What needs to be done: Return the count of lines in the records that include the string "Category", and nothing besides it.

Given data:
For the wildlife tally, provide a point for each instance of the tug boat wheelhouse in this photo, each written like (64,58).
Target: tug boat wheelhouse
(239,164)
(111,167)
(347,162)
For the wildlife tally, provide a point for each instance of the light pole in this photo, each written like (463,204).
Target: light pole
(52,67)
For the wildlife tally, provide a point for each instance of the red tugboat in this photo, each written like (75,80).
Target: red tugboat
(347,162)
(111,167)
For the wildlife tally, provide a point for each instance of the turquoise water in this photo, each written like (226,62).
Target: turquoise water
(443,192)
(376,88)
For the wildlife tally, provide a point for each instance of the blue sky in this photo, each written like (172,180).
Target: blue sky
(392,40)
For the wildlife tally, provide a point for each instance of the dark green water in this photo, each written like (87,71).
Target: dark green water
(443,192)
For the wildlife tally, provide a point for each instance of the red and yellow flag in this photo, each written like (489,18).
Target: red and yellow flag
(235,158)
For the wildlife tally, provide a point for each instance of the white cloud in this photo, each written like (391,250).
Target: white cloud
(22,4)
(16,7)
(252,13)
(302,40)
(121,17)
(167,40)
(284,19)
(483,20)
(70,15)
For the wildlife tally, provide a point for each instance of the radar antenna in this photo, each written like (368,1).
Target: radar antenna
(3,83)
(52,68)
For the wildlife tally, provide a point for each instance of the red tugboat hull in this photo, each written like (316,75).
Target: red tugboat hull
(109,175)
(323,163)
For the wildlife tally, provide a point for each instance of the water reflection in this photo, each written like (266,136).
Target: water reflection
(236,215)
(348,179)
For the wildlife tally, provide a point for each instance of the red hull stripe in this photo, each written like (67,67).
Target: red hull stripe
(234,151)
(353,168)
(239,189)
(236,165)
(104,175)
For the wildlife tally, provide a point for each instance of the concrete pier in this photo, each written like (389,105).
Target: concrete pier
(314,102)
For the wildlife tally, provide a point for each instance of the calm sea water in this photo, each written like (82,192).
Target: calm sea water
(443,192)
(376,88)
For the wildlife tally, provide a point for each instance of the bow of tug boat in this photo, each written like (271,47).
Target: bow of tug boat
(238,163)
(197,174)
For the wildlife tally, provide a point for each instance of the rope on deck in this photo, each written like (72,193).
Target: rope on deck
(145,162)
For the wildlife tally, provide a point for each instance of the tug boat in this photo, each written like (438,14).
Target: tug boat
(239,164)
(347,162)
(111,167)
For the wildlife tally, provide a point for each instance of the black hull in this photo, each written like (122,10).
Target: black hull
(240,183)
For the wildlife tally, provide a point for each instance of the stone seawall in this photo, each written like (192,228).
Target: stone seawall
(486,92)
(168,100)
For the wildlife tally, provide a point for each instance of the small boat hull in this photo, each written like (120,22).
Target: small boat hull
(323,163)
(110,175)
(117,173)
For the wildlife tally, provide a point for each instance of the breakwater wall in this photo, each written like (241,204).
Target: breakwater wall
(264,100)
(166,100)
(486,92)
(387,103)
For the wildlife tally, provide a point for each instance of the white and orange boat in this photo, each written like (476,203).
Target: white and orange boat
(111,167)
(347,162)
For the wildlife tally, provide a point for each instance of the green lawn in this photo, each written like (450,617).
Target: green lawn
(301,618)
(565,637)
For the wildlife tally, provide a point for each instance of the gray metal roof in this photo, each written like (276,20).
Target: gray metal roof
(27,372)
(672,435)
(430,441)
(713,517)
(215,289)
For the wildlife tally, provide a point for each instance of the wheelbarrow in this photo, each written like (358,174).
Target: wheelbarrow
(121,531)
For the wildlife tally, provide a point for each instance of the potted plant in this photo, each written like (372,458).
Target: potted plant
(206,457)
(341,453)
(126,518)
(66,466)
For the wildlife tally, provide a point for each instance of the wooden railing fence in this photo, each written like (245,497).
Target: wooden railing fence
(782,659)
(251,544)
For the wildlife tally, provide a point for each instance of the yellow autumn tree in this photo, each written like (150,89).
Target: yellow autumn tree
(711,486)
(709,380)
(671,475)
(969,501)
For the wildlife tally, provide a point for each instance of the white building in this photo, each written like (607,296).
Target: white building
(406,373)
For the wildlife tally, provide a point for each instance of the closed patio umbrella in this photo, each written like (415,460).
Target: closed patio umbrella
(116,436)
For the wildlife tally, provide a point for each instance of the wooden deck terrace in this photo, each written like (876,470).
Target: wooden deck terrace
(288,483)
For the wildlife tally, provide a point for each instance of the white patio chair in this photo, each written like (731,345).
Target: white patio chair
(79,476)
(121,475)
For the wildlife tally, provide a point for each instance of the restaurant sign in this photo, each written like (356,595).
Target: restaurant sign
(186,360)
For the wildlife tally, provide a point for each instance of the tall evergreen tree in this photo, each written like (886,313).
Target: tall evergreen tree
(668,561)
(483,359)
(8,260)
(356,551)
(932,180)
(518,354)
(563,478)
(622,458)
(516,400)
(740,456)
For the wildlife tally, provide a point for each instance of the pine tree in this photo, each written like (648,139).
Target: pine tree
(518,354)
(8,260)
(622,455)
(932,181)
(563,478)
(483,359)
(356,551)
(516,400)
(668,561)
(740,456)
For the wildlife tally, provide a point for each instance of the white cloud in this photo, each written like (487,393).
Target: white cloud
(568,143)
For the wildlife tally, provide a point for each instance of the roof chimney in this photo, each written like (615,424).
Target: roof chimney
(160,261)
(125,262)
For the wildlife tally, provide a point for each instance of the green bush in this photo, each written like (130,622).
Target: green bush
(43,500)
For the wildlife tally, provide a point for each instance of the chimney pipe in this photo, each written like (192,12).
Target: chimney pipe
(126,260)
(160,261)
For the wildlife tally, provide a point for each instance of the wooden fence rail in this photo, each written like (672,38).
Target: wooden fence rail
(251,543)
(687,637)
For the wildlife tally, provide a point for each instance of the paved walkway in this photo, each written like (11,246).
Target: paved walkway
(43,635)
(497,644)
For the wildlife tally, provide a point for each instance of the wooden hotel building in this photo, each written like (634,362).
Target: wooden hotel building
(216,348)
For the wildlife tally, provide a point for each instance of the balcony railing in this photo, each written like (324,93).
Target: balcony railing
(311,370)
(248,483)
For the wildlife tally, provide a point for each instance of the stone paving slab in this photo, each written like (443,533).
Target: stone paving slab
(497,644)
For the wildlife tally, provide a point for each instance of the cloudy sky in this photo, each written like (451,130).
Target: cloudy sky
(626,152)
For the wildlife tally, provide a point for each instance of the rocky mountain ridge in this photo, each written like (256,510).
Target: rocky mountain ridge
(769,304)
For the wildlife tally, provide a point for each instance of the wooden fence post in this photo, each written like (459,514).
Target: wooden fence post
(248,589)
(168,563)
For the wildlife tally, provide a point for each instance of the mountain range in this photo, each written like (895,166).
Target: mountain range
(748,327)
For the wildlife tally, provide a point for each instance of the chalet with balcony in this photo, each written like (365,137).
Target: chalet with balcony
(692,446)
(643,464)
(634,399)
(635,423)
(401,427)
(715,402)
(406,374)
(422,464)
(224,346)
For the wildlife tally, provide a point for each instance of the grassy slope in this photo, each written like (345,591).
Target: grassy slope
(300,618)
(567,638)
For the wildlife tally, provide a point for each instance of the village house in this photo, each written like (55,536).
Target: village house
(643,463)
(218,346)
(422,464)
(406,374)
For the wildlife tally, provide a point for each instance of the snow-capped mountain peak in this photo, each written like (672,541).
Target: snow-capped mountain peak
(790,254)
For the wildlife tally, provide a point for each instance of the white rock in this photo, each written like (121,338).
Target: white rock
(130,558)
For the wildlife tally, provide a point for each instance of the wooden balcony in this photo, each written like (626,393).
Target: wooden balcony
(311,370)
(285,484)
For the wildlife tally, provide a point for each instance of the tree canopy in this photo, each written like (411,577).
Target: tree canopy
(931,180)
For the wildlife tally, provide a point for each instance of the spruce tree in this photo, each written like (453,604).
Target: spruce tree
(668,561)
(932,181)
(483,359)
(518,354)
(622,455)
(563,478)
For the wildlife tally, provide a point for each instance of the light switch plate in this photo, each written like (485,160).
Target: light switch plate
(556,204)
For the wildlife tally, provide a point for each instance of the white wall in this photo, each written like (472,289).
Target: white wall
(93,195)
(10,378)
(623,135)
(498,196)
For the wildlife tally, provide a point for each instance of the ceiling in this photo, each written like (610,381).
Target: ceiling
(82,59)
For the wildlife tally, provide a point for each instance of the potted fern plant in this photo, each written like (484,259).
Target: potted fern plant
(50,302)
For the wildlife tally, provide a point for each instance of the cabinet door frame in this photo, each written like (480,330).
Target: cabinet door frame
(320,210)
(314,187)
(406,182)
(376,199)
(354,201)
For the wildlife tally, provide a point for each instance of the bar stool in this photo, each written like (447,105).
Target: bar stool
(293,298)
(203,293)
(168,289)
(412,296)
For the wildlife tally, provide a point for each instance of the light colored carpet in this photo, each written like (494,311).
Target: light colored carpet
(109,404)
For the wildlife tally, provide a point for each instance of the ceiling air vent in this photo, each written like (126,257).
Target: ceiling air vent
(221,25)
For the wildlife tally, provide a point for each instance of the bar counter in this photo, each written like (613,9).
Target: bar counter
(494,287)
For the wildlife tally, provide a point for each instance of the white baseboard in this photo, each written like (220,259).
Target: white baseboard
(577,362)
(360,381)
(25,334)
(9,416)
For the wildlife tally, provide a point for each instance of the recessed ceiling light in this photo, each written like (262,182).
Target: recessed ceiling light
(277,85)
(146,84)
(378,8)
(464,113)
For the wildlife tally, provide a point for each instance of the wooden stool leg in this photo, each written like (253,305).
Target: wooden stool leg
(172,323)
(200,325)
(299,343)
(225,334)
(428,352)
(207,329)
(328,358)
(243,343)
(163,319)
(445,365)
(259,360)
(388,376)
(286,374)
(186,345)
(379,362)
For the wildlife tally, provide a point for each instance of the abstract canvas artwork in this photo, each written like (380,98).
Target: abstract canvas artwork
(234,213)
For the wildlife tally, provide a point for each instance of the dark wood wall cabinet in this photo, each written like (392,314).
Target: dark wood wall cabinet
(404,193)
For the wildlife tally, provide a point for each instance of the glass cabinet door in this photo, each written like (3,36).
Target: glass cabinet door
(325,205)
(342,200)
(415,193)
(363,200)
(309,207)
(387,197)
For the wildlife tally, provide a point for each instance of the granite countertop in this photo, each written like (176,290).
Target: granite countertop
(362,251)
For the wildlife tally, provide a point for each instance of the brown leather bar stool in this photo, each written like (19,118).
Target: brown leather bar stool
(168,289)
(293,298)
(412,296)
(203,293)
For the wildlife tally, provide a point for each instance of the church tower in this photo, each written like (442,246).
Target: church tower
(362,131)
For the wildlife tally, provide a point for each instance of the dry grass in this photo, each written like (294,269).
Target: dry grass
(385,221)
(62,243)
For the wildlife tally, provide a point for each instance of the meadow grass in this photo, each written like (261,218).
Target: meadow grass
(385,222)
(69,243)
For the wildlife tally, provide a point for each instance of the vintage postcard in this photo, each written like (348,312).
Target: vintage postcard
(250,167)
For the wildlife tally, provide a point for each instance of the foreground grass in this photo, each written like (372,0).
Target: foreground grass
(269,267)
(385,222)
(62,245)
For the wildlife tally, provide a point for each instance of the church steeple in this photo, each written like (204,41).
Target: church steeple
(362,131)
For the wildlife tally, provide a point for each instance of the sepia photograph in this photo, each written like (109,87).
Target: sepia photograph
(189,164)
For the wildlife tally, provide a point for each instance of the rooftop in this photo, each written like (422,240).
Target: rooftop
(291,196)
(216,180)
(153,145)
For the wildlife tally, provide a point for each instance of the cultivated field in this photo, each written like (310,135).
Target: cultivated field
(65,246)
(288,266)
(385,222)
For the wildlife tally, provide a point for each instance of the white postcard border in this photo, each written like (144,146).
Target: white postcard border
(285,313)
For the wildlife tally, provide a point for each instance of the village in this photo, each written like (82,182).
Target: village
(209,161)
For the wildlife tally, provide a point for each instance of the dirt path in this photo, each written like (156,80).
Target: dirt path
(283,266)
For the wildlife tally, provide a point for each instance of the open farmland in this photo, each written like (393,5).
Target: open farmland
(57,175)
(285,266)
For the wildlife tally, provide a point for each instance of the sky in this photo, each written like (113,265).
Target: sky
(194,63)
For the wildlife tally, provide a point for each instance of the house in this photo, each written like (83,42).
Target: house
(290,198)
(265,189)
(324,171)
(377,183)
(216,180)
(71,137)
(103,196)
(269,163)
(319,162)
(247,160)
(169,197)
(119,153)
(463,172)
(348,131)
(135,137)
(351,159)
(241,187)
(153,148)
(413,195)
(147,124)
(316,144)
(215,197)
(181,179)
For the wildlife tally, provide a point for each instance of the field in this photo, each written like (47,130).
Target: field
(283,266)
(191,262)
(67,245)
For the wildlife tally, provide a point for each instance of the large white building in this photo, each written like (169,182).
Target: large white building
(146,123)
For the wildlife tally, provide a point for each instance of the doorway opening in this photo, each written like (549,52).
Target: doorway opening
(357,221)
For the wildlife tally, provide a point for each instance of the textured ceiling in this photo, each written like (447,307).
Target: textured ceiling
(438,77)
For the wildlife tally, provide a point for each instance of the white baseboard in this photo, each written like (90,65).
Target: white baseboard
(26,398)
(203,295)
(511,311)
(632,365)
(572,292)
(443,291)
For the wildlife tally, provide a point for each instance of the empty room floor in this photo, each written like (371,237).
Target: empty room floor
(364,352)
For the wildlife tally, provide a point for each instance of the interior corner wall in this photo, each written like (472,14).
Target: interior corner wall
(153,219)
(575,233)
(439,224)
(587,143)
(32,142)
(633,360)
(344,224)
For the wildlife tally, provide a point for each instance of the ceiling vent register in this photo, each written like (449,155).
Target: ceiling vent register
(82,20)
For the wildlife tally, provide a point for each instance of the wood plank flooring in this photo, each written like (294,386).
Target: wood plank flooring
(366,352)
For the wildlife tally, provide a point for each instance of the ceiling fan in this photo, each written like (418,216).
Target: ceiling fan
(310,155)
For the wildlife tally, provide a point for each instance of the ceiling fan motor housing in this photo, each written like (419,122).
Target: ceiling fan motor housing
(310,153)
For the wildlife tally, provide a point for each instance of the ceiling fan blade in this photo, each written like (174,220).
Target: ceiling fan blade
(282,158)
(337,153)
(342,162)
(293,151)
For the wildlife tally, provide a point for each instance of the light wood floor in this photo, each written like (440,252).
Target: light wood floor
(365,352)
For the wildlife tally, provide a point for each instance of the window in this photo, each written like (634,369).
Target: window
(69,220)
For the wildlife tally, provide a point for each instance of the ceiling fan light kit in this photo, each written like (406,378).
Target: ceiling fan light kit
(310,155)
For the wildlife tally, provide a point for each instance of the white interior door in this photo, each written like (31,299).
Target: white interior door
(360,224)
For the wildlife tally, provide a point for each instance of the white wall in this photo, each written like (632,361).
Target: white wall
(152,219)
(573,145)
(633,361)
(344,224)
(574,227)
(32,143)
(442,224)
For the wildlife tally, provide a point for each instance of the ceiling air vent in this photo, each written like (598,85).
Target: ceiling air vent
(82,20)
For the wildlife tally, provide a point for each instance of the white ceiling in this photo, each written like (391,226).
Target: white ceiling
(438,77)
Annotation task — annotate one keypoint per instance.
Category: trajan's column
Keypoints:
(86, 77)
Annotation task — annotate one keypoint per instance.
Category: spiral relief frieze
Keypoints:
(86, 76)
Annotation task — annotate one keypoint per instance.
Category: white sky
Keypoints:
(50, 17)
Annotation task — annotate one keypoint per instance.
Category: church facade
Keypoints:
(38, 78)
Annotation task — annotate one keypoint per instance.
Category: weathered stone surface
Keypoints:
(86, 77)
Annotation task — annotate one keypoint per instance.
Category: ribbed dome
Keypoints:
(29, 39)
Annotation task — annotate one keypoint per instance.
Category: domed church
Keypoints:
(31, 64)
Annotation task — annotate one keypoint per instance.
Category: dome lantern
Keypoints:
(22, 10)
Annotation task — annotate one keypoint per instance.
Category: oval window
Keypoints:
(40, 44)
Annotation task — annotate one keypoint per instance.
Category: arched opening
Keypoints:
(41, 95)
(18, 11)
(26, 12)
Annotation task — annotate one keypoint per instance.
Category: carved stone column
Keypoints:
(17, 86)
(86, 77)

Task response: 11